Adani Enterprises announces ₹80,000 crore investment plan for FY25
Adani Enterprises, the principal company of the Gautam Adani-led group, has unveiled plans to invest ₹80,000 crore across its varied businesses in the current fiscal year. The firm's interests span from new energy to airports as well as data centers. Saurabh Shah, Deputy Chief Financial Officer at Adani Enterprises, disclosed this investment strategy during an analyst call.
Major investment allocated to ANIL and airports business
Shah revealed that a significant portion of the investment, approximately ₹50,000 crore, will be directed toward Adani New Industries Ltd (ANIL) and the airports business. ANIL is involved in producing green hydrogen and manufacturing solar modules that convert sunlight into electricity. The remaining capital expenditure will be distributed among other sectors within the company's diverse portfolio.

# What you will do:
Continue the article on the Adani Enterprises investment plan from its last sentence.

# Information given:
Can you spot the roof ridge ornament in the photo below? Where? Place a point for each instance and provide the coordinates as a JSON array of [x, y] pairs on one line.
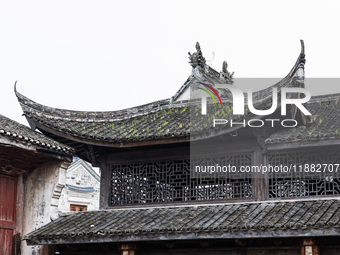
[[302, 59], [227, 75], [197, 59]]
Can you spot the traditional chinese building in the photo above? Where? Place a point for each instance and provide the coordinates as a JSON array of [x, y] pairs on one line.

---

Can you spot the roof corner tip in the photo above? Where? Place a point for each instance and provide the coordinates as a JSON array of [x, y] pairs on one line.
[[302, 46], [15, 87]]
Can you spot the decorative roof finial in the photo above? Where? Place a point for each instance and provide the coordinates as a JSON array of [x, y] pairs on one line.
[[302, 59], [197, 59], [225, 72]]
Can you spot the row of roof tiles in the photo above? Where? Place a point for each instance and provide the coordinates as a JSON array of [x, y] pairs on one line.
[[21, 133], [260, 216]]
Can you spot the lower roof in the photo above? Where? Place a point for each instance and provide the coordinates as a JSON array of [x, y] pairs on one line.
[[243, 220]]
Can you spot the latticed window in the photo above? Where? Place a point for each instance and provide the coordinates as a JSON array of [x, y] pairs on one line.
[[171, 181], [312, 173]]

# Answer section:
Investment breakdown for roads, PVC project, and data center
Shah further detailed the investment breakdown, stating that the roads sector will receive a capital expenditure of ₹12,000 crore, due to the Ganga Expressway project. The PVC project is set to receive a capex of about ₹10,000 crore. Additionally, the data center will be allocated approximately ₹5,000 crore from the total investment fund for FY25.
Adani's future plans for green hydrogen business
Shah also discussed the company's future plans for FY26, stating that "the other capex would be for the initial requirements that we have to meet for our green hydrogen business." Adani Group has already started commercial production of wafer and ingots, essential components in making solar cells and modules, at its factory in Gujarat. The group aims to become India's first integrated renewable energy player by producing polysilicon by 2027-28.